GOAL:
Copy the listing below, changing every "photograph" to "image" and leaving everything else as it is.

————————

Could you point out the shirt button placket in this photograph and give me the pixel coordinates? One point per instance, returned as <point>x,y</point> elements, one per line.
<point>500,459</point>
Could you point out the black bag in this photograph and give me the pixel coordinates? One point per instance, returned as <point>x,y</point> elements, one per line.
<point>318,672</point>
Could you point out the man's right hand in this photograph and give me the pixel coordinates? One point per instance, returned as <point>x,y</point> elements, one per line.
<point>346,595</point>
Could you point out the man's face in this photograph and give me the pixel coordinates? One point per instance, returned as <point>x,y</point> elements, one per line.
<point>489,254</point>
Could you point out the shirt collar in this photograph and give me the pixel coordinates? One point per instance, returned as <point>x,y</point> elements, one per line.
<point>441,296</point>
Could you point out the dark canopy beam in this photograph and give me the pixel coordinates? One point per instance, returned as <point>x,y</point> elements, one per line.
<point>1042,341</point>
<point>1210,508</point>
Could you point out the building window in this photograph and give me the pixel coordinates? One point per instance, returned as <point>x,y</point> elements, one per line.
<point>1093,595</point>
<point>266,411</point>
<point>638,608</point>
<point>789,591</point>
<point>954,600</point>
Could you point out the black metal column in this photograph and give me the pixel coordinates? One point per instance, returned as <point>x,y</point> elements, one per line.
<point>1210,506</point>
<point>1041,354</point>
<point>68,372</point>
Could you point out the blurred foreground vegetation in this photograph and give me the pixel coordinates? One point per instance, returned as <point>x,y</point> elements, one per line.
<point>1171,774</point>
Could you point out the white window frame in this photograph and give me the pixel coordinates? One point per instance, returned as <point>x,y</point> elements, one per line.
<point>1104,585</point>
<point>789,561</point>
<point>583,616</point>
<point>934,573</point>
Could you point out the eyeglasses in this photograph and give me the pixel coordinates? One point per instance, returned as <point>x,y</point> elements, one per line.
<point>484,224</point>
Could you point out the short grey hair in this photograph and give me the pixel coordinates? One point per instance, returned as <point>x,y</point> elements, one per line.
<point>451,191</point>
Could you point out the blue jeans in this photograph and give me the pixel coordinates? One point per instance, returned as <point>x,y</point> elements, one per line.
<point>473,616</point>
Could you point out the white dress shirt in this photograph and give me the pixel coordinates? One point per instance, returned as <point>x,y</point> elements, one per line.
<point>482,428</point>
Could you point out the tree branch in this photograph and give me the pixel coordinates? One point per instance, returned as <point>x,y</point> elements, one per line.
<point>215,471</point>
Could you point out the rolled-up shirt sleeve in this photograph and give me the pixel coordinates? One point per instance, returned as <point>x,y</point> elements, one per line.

————————

RESULT OF THIS TASK:
Could you point out the shirt button placket in this image and give me the pixel coordinates? One point per instance, returned as <point>x,y</point> elements, one per line.
<point>500,459</point>
Could you point out the black bag in this image and give me the pixel coordinates? One point per instance, returned as <point>x,y</point> elements, one per line.
<point>318,672</point>
Could you point out the man's right hand in this image and give me the pixel coordinates? One point per instance, returned as <point>x,y</point> elements, one per line.
<point>346,595</point>
Could you point out the man's face in this image and give me the pixel coordinates? One point per instance, returned as <point>x,y</point> elements, one per line.
<point>489,254</point>
Could you point out the shirt collar in this image and give me the pixel coordinates? One point per instance, returned as <point>x,y</point> elements, one per line.
<point>441,296</point>
Could you point out the dark canopy beam in this image and give me the pixel coordinates? One point per instance, returned as <point>x,y</point> elements, one per line.
<point>1042,341</point>
<point>1210,508</point>
Could you point out the building window in this image and give me the pixel coordinates? One point per instance, returned as <point>x,y</point> elements, one per line.
<point>1093,595</point>
<point>266,411</point>
<point>638,608</point>
<point>789,591</point>
<point>954,600</point>
Could you point out the black metal column in this image and give me the pixel coordinates? One point per instance, returned as <point>x,y</point> elements, one per line.
<point>1210,506</point>
<point>1041,354</point>
<point>68,372</point>
Could you point out the blurred foreground vegetation in this image and give me the pixel coordinates? One point per instance, returned as <point>x,y</point> elements, one per line.
<point>1171,774</point>
Could you point out the white window frame in this image and give me the pixel coordinates? One point per instance, returned as <point>x,y</point> elements, one per line.
<point>1104,585</point>
<point>789,561</point>
<point>583,616</point>
<point>934,573</point>
Could you point out the eyeglasses in this image and give me the pixel coordinates? One point per instance, returned as <point>x,y</point> elements, one per line.
<point>484,224</point>
Could you point out the short grey hair in this image and give me the pixel coordinates? One point per instance, returned as <point>x,y</point> elements, one per line.
<point>451,191</point>
Could you point out the blue jeans in this image and give me the pixel coordinates? One point per instance, returned as <point>x,y</point> elements, one per line.
<point>473,616</point>
Could you point out the white dress shirt in this image and give me the pixel coordinates? One point per instance, returned as <point>x,y</point> elements, one per line.
<point>482,428</point>
Could you point out the tree branch in this image and give me the pixel coordinates? One point per instance, returned as <point>x,y</point> elements, one per line.
<point>215,471</point>
Could you point out the rolled-up shirt sleeve in this image and give me the pixel coordinates? One point per instance, returned as <point>x,y</point> elements, one per line.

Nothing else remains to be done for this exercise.